## Task objective:
Make an exact copy of every entry.

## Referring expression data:
********
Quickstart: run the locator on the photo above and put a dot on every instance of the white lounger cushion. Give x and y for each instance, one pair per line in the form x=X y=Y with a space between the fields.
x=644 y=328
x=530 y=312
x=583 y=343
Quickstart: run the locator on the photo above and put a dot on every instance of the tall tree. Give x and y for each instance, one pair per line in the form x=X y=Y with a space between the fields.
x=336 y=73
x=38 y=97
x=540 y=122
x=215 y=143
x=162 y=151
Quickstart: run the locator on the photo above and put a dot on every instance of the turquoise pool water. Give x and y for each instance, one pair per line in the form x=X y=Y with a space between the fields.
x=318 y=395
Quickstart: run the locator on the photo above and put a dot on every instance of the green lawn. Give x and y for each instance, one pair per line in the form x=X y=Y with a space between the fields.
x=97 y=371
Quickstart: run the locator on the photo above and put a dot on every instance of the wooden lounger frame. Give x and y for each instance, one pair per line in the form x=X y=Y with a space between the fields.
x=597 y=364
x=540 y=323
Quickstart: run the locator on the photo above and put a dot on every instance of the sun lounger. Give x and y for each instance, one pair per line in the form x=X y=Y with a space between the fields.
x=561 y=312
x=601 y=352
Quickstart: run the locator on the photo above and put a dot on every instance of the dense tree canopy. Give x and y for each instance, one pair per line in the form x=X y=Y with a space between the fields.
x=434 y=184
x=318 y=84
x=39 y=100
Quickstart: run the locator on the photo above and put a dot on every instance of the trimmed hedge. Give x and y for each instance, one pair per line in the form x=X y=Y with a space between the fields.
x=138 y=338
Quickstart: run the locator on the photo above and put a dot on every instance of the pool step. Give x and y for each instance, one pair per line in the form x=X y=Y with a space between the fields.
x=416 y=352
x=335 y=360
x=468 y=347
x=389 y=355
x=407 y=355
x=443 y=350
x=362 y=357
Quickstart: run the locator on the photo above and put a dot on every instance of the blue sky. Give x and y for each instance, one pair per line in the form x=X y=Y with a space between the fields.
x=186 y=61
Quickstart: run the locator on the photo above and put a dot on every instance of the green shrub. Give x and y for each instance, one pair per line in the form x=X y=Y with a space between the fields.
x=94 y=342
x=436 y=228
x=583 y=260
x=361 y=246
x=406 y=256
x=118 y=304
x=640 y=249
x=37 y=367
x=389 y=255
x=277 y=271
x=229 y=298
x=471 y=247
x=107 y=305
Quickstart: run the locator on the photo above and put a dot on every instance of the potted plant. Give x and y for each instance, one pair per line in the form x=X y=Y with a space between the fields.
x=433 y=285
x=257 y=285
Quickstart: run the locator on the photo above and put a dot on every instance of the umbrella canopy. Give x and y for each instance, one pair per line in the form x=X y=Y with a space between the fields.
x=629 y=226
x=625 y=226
********
## Reply to the task:
Quickstart: run the locator on the photo above and put a dot on every instance of the white lounger cushion. Give x and y for each instance, one pair per line in the form x=X y=Y with a space between the fields.
x=644 y=328
x=530 y=312
x=583 y=343
Quickstart: run the locator on the photo above and put a dot on every instance of the tall tree. Give x and y for each instance, one pair per line in the form x=X y=Y with a space between the fields.
x=336 y=73
x=38 y=97
x=540 y=122
x=215 y=143
x=162 y=151
Quickstart: run the locator on the photo above and put a dot on every instance of the turquoise pool water. Give x and y for each instance, one pair per line in the form x=X y=Y with a space between the fields.
x=318 y=395
Quickstart: run the locator on the photo above and put a dot on every instance of the green lawn. Give x and y for each instance, one pair per line in the form x=X y=Y with a space between the fields.
x=97 y=371
Quickstart: run the locator on the photo above and put a dot on every instance of the wooden lounger frame. Give x and y for each instance, one pair per line in the form x=X y=Y with a space between the fields.
x=597 y=364
x=540 y=323
Quickstart: run the locator on the photo above and put a dot on every instance of the sun lounger. Give x and y for each instance, one pair per line in the form x=X y=Y with a space between the fields.
x=561 y=312
x=601 y=352
Quickstart: run the locator on the photo above and put a dot on every instance of the dense tree canopy. Give x and y for each instance, one pair per line in the form x=X y=Y with a space between the fields.
x=434 y=184
x=318 y=84
x=39 y=100
Quickstart: run the locator on the photo above and put a dot on every instance of the trimmed hedge. Give x and y for each instance, one pair per line in the form x=X y=Y with a space between the fields.
x=138 y=338
Quickstart: run the locator on the photo above and put a dot on every instance of the pool step. Give x and y for each instance, one pair per line in the form x=X y=Y with a space between the fields.
x=416 y=352
x=335 y=360
x=468 y=347
x=389 y=355
x=407 y=355
x=443 y=350
x=362 y=357
Quickstart: run the locator on the photo above and put a dot on every instance of the blue sky. Give x and y for each instance, one pair per line in the form x=X y=Y with a space between the fields.
x=186 y=61
Quickstart: run the locator on the photo above and put a dot on every instance of the green shrub. Give x and y for each instance, one pair per line in the form x=X y=Y with a space between the fields.
x=94 y=342
x=436 y=228
x=583 y=260
x=361 y=246
x=406 y=256
x=118 y=304
x=640 y=249
x=37 y=367
x=389 y=255
x=277 y=271
x=229 y=298
x=471 y=247
x=107 y=305
Quickstart: run the locator on the photo above and put a dot on every instance of the potted plant. Give x and y for each instance, one pair per line in the form x=X y=Y with a space between the fields.
x=433 y=285
x=257 y=285
Quickstart: run the locator on the photo above and put a dot on every instance of the umbrella canopy. Give x and y for each instance, one pair per line in the form x=X y=Y with a space between the fields.
x=629 y=226
x=625 y=226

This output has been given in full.